_WHAT TO DO:_ Without the pictures, reproduce the records that follow exactly.

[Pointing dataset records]
┌────────
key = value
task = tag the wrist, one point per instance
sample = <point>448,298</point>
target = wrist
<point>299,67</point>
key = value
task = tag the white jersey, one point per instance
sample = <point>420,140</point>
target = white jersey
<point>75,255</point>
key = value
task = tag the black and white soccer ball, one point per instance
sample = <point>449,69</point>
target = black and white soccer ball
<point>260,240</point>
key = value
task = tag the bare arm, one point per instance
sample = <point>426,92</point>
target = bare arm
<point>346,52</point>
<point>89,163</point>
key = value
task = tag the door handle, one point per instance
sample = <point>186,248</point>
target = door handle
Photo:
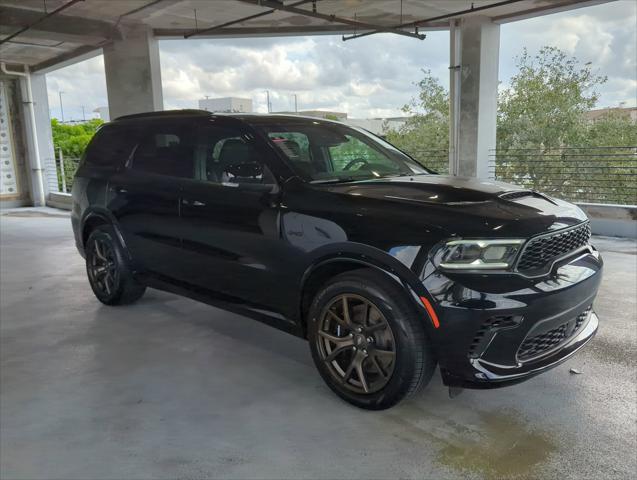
<point>194,203</point>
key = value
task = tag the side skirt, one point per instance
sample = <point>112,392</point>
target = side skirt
<point>224,302</point>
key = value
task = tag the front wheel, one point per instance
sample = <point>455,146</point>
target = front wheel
<point>108,273</point>
<point>367,340</point>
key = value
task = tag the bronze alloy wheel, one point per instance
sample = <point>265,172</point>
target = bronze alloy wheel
<point>102,267</point>
<point>356,343</point>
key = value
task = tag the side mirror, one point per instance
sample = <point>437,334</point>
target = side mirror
<point>245,172</point>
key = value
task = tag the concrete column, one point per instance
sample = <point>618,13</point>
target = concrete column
<point>133,74</point>
<point>41,139</point>
<point>478,97</point>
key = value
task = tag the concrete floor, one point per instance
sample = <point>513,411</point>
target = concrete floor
<point>171,388</point>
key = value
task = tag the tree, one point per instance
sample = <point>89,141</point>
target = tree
<point>425,134</point>
<point>72,140</point>
<point>544,140</point>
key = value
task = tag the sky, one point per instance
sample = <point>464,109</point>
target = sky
<point>369,77</point>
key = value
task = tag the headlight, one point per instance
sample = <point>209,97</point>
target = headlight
<point>479,254</point>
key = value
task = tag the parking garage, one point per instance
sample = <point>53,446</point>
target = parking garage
<point>173,388</point>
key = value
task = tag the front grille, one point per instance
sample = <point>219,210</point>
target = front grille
<point>517,194</point>
<point>581,318</point>
<point>485,332</point>
<point>540,251</point>
<point>538,344</point>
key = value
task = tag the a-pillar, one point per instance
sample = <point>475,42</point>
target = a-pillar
<point>475,45</point>
<point>133,74</point>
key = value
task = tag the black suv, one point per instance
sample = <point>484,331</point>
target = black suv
<point>334,235</point>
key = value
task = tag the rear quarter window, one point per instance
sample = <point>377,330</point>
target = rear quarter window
<point>111,146</point>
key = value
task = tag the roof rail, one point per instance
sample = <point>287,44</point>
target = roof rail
<point>165,113</point>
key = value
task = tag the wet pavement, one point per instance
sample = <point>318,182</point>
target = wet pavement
<point>172,388</point>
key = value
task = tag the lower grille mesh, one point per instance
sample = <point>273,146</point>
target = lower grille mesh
<point>543,342</point>
<point>542,250</point>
└────────
_RESULT BELOW:_
key = value
task = tag the wrist, one point per instance
sample = <point>448,298</point>
target = wrist
<point>299,67</point>
key = value
task = tag the white jersey, one point per instance
sample = <point>420,140</point>
target = white jersey
<point>75,255</point>
key = value
task = tag the black and white soccer ball, one point per instance
sample = <point>449,69</point>
target = black and white soccer ball
<point>260,240</point>
key = value
task = tag the bare arm, one point per instance
sample = <point>426,92</point>
target = bare arm
<point>346,52</point>
<point>89,163</point>
key = value
task = tag the door handle, one point per instance
sample = <point>186,248</point>
target = door handle
Photo:
<point>194,203</point>
key = value
task = tag the side skirt, one point per instance
sample = <point>112,392</point>
target = side skirt
<point>224,302</point>
key = value
task = tag the front wheel, one point per instance
sample = <point>455,146</point>
target = front wheel
<point>108,273</point>
<point>367,340</point>
key = value
task = tag the bronze alloy wheel, one point per instance
sample = <point>265,172</point>
target = bronze alloy wheel
<point>102,267</point>
<point>356,343</point>
key = value
task = tag the side mirror, one point per instance
sample = <point>437,334</point>
target = side mirror
<point>245,172</point>
key = value
task = tag the concrete column, one point per instance
sample = <point>618,13</point>
target = concrete column
<point>133,74</point>
<point>41,139</point>
<point>478,97</point>
key = value
task = tag the concrete floor, one point per instance
sample = <point>513,411</point>
target = concrete floor
<point>171,388</point>
key = value
task = tag the tree, one point per instance
sample = <point>89,141</point>
target = tree
<point>425,134</point>
<point>72,140</point>
<point>544,140</point>
key = value
task = tag the sky, one point per instance
sample = <point>464,109</point>
target = sky
<point>369,77</point>
key = value
task = tag the headlight, one point per instance
sample = <point>209,97</point>
target = headlight
<point>479,254</point>
key = value
task = tag the parking garage, one point per instance
sample = <point>53,446</point>
target = parking garage
<point>173,388</point>
key = value
task = tag the front grille, one point per instance
sample = <point>219,210</point>
target = front grille
<point>517,194</point>
<point>581,318</point>
<point>485,332</point>
<point>540,251</point>
<point>538,344</point>
key = value
task = tag the a-pillar, one point per instance
sample = <point>475,42</point>
target = a-pillar
<point>475,45</point>
<point>133,74</point>
key = value
task = tag the black suv, one point per instance
sample = <point>484,331</point>
target = black suv
<point>334,235</point>
key = value
task = tag the rear quarter window, one point per instance
sample = <point>377,330</point>
target = rear quarter window
<point>111,146</point>
key = value
task = tag the roof rail, one point per instance
sample = <point>287,44</point>
target = roof rail
<point>165,113</point>
key = value
task = tag the wet pavement, one point per instance
sample = <point>318,182</point>
target = wet pavement
<point>172,388</point>
key = value
task = tag the lower grille mesh, one point per instance
sample = <point>273,146</point>
target = lower grille mesh
<point>543,342</point>
<point>542,250</point>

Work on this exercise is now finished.